**Exercise description:**
Could you restate, word for word, the line that has "Each instance receives one keypoint. Tag the player's knee" and all lines following it through the end of the entries below?

**Task data:**
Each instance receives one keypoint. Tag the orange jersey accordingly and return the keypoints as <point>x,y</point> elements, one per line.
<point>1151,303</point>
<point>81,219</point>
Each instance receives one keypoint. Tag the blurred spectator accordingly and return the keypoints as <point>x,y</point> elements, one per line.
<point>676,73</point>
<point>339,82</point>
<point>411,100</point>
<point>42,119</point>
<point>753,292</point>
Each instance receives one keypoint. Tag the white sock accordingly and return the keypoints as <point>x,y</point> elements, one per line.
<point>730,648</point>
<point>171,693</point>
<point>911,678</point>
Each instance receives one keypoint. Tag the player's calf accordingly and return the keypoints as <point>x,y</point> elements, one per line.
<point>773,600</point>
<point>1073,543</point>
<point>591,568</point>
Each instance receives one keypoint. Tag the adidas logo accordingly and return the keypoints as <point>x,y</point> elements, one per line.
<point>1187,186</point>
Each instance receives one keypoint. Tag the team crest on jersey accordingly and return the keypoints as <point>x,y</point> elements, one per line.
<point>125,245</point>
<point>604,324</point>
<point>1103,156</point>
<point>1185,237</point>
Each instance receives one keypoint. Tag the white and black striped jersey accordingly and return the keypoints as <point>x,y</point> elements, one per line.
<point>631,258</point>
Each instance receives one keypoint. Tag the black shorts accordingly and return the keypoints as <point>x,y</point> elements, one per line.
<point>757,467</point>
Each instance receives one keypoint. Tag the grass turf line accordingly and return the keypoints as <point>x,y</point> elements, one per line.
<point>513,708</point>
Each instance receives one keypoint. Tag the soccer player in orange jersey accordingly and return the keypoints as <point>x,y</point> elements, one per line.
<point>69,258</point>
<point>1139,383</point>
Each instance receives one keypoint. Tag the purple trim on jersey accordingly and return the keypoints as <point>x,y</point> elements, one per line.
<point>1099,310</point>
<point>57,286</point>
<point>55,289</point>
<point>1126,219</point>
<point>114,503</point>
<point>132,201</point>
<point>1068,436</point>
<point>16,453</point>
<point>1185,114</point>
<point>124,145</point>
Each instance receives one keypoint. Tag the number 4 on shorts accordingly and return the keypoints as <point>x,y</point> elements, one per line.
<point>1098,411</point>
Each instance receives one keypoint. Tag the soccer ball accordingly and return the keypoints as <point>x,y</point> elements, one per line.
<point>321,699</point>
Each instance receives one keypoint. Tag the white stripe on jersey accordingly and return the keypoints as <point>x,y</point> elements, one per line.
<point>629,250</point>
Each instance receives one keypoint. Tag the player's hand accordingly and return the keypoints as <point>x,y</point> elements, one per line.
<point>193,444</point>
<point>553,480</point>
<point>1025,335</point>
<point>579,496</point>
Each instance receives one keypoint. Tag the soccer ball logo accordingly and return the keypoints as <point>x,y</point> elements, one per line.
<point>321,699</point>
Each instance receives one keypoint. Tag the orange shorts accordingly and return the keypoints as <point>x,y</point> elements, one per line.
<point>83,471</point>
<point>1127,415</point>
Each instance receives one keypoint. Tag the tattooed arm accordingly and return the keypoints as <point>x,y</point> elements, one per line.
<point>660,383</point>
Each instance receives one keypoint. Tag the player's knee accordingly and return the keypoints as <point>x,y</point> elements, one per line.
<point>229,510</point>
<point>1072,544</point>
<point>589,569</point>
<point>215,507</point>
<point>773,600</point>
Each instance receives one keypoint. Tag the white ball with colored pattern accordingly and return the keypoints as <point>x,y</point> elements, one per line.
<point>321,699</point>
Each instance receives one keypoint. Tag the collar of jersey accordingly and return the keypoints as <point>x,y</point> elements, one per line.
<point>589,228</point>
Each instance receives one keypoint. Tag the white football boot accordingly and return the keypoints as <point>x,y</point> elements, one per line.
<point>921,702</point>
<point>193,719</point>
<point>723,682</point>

**Response:**
Each instance receives one keypoint. Tag the player's knee accordingly and return the keypoints as <point>x,y</point> elements, one per line.
<point>229,510</point>
<point>1072,544</point>
<point>589,569</point>
<point>215,507</point>
<point>773,600</point>
Each instance receives one keypoint. Tag the white ball with colored pattern accordingly and return the keypoints as <point>x,y</point> elements, one per line.
<point>321,699</point>
Each instance receives one keypoint. Tag the collar of jersey accordingly and return the keypoints as <point>x,y</point> elements, one per line.
<point>589,228</point>
Each instance receives one keypoint. Tag the white football boot accordingly and return the keypoints as <point>x,y</point> elements, one per line.
<point>921,702</point>
<point>193,719</point>
<point>723,682</point>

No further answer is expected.